**Quoted passage:**
+++
Andrew McMahon In The Wilderness Turns First Avenue Into A Pool Party


A normal question I get from friends and people who know what I do in my free time is, “Doesn’t seeing the same band over and over again get old?” Well, the answer is complicated. For most bands the answer is yes. Although I may love their music and their energy, if their live show stays stagnant, then yes, I get bored seeing them and will typically skip them a couple of times if they come to the Twin Cities frequently. On the other side, there are certain bands that have a new show every time they come to town. Those are the bands that I could literally see night after night after night and not get bored with them. Andrew McMahon is one of those people and although I’ve seen him in Something Corporate, Jack’s Mannequin, and, most recently, Andrew McMahon in the Wilderness over forty times, I will still go back every single time.

Kicking the night off was Grizfolk- a band that I’ve been wanting to see for some time now. Their unique blend of indie-folk and pop-punk made me a fan with my first listen and I was excited to see what they would bring to the table when it came to their live show. Although they only have one full length out and a spattering of EP’s and other various releases, Grizfolk had the audience getting in the mood to dance. The upbeat and sunny disposition of their music had the packed First Avenue Mainroom forgetting about the negative forty degree windchill outside which was an absolute treat. Their set was short lasting only about a half hour but it definitely packed a punch and if you walked into the show last night having never heard of Grizfolk before, you probably left with their name stuck in your head.

The set change was quick and before I knew it, Flor was taking the stage to a roar of applause from the eager audience. Hailing from Oregon, Flor was the band on this line-up that was a wild card for me. I feel like I have seen their name and maybe heard their music in passing while letting a playlist play at work but I really knew nothing. Much like Grizfolk, their music had a warm and fuzzy feeling to it which helped the audience continue to ignore the arctic tundra outside the doors. Cracking a couple of jokes here and there with both his bandmates and the audience, vocalist Zach Grace had a personality that shined even though he didn’t have much time to show it. Again, Flor’s set was far too short but definitely did the job and left a lasting impression on me. Their indie- rock sound may not have been completely out of the box or shocking but it was well presented and fun. This is a band I would love to see headline a show at a smaller venue to really get the full effect.
+++
**Required action 1:**
In the concert review, what state is Flor from?
**Required action 2:**
Extract the passage of the concert review from "Kicking the night" up to and including "in your head.".
**Required action 3:**
Continue the concert review from its last sentence.
The entries that come next have no connection to the concert review.

(Collected data)
+++
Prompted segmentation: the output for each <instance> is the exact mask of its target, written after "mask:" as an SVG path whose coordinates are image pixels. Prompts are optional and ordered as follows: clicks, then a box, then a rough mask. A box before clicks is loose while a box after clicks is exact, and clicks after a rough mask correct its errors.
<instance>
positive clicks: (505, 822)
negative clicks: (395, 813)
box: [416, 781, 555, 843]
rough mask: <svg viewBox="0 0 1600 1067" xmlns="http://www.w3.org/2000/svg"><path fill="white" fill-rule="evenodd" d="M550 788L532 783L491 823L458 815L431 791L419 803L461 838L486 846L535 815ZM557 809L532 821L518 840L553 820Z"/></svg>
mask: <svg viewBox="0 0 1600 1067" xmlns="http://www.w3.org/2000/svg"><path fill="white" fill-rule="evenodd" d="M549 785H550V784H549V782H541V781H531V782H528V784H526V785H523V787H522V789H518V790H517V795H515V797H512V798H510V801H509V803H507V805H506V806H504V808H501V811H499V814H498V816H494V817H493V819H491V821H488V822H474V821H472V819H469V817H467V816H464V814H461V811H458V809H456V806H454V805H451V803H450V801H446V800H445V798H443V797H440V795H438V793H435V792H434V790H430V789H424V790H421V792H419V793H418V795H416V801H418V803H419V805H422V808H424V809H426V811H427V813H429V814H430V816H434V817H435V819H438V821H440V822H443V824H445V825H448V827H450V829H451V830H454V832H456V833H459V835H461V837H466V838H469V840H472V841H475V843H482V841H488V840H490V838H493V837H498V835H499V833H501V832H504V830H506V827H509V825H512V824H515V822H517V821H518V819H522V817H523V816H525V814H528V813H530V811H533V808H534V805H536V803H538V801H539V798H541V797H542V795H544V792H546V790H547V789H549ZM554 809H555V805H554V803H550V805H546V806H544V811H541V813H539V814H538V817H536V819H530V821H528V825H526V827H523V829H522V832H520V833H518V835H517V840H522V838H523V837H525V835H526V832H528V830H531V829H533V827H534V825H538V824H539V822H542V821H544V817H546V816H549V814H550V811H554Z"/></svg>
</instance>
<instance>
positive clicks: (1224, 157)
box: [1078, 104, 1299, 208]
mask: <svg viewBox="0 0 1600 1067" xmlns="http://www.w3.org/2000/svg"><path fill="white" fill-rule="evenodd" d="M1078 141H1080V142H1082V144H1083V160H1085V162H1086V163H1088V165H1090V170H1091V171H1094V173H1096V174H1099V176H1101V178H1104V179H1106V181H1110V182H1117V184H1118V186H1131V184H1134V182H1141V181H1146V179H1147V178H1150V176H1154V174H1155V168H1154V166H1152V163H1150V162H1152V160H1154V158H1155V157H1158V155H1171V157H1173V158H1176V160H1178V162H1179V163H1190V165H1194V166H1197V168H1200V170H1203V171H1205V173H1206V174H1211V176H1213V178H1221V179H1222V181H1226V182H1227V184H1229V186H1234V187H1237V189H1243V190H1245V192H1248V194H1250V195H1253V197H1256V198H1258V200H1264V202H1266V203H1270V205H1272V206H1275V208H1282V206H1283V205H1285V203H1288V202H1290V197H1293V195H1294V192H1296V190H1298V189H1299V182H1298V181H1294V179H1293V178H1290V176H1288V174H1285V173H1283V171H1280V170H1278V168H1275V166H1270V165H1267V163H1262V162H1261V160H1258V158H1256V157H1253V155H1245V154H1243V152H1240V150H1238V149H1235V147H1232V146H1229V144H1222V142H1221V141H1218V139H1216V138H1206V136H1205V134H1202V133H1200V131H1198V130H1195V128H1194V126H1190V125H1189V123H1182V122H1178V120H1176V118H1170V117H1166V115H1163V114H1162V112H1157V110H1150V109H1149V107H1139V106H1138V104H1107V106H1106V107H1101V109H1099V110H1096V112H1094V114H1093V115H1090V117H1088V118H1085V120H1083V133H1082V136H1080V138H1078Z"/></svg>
+++
**Answer box 1:**
Oregon

**Answer box 2:**
Kicking the night off was Grizfolk- a band that I’ve been wanting to see for some time now. Their unique blend of indie-folk and pop-punk made me a fan with my first listen and I was excited to see what they would bring to the table when it came to their live show. Although they only have one full length out and a spattering of EP’s and other various releases, Grizfolk had the audience getting in the mood to dance. The upbeat and sunny disposition of their music had the packed First Avenue Mainroom forgetting about the negative forty degree windchill outside which was an absolute treat. Their set was short lasting only about a half hour but it definitely packed a punch and if you walked into the show last night having never heard of Grizfolk before, you probably left with their name stuck in your head.

**Answer box 3:**
I must have been ridiculously anxious for headliner Andrew McMahon in the Wilderness to take the stage because it felt the the set change lasted no less than forty-seven years but as soon as the screen concealing the stage faded into the ceiling, that anxiety turned to pure bliss and as soon as Andrew took the stage I felt this undeniable sense of comfort and content. Andrew McMahon was the front man of Something Corporate. I still watch live footage of them in awe as I watch him pound away at his light brown upright piano. To see a pop-punker behind a piano was a huge game changer for me as a piano player and although I would never ever step foot on a stage, he made it cool to do what I do. Fast forward a couple of years when Something Corporate was no longer but replaced with Jack’s Mannequin. Much like my life, the music was more mature and about deeper things than being a punk rock princess to a garage band king. Zoom to now and Andrew is now in Andrew McMahon in the Wilderness- a project that continues to grow with the generation that used to scream “Fuck you Jordan!” along with Andrew. Not many things in life are constant and that’s even more true for music but Andrew McMahon is one of those figures that I (and a whole generation of angsty teenagers) grew up with and to see someone like that live is enough to make your eyes swell up with tears (okay, yes, I cried again. Damn nostalgia).

Although last night’s show was definitely in support of Andrew McMahon in the Wilderness’ 2018 release ‘Upside Down Flowers’, the group did a great job of nodding to the nostalgia seeking fans. With a couple of Jack’s Mannequin songs and a handful of Something Corporate songs (including “Me and the Moon” which instantly brought me to tears), I loved the fact that nothing was forgotten. Sure, we have all moved on, Andrew and his bandmates included, but sometimes you need to relive those days of screaming about teenage angst and how hard everything is and heartbreak (because, let’s be honest, that never changes). Sprinkled into the moments of pure nostalgic bliss were the heartbreaking stories Andrew told about where he was when he wrote certain songs. An ode to his grandmother that he was able to play for her the day before she passed, a song about picking up and moving across the country and just hoping for the best- I mean, if you weren’t hit right in the feels with his commentary then you were either drunk or not listening.

The theme of the show was a pool party and although a pool party is the last thing on everyone’s mind, it worked and the sunny disposition that Flor and Grizfolk had set in place was expanded by the headliner. With giant sun umbrellas on stage and the entire band wearing what looked like summer and fun clothes, it was exactly what us frozen Minnesotans needed. A couple of songs in Andrew explained that you really can’t have a pool party without water so he threw out a blue parachute that the audience held over their heads and shook up and down to create a wave effect. Unafraid and being the just normal guy he is (seriously, having met him a couple of times now I can tell you that he is one of the most down to earth people I’ve met), Andrew jumped in the audience to swim around with the crowd.

I could clearly go on and on about last night. How Andrew kicked off the set by singing from the balcony or how he got a flat tire when he went into the audience and, because his drum tech had triple knotted his shoes, he struggled to fix it. There were the moments he would get on top of his piano and it would take your breath away and moments when his vocal talent had my jaw on the ground.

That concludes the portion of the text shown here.